> WORK INSTRUCTIONS: Below is a block of records; repeat each one exactly.

> DATA RECORDS:
────
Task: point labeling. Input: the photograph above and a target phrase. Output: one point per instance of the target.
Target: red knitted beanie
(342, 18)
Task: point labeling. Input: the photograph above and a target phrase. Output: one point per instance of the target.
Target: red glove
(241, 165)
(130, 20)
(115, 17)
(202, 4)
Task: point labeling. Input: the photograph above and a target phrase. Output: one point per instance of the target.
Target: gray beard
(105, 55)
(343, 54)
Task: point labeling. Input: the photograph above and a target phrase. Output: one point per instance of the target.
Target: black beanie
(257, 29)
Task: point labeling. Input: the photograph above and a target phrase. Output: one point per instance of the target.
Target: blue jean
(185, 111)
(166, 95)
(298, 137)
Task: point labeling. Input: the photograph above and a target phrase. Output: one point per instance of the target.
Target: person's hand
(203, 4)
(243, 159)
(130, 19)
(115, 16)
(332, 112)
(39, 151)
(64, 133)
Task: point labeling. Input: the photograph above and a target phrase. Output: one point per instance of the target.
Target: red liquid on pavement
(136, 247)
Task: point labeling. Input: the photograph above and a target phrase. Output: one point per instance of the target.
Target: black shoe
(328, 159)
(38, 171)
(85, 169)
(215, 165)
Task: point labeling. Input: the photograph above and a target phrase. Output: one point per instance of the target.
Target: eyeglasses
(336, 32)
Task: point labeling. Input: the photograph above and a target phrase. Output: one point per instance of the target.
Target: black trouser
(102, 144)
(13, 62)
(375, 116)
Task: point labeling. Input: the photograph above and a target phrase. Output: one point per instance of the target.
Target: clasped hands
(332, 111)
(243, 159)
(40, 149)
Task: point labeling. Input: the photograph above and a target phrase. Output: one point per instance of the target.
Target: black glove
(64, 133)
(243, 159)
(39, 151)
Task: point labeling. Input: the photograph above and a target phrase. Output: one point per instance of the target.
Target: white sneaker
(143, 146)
────
> ANSWER IN FULL:
Task: point labeling. Input: the photograph above and a target phrase. Output: one point per instance of the target.
Target: red knitted beanie
(342, 18)
Task: point labeling. Input: the photograph above and a target phrase. Output: one point per instance of the target.
Target: red glove
(241, 165)
(130, 20)
(115, 17)
(202, 4)
Task: point labeling. Input: the photograph above and a target phrase. Output: one point per instance of the target.
Target: gray beard
(105, 55)
(343, 54)
Task: point labeling. Input: the photograph above and a target phrase. Output: one point per instance of the target.
Target: black beanie
(257, 29)
Task: point labeling. Input: the photograph above and a target phrase. Output: one point per instance of the target.
Target: blue jean
(185, 111)
(166, 95)
(298, 137)
Task: point labeling. Input: the photograph above and a target phrase. Output: one point per instance of the target.
Target: person's hand
(203, 4)
(243, 159)
(130, 19)
(115, 16)
(332, 112)
(39, 151)
(64, 133)
Task: point labeling. Input: the photograph above and a target phrase. Output: one point per instance of the target.
Target: red liquid on pavement
(136, 247)
Task: point labeling. Input: the photograph above and a target phrase. Output: one point per instance of the target.
Target: black shoe
(328, 159)
(38, 171)
(85, 169)
(215, 165)
Task: point labeling. Input: the photograph above and a target phrase. Output: one point per instance of the target.
Target: eyeglasses
(336, 32)
Task: point labeling. Input: the photograph above and a target phrase. Output: one point per instance of the target.
Target: black trouser
(102, 144)
(13, 62)
(375, 116)
Task: point labeling. Input: the photograph above and a target phrase. Output: one point per instance of the target.
Target: clasped hands
(332, 111)
(243, 159)
(40, 149)
Task: point labeling. Input: the photograph above and a target phrase. Output: one point per instance of the target.
Target: black glove
(64, 133)
(243, 159)
(39, 151)
Task: point labeling. Input: the photograph above and a target phrase. Output: one point per instance of the target.
Target: white sneaker
(143, 146)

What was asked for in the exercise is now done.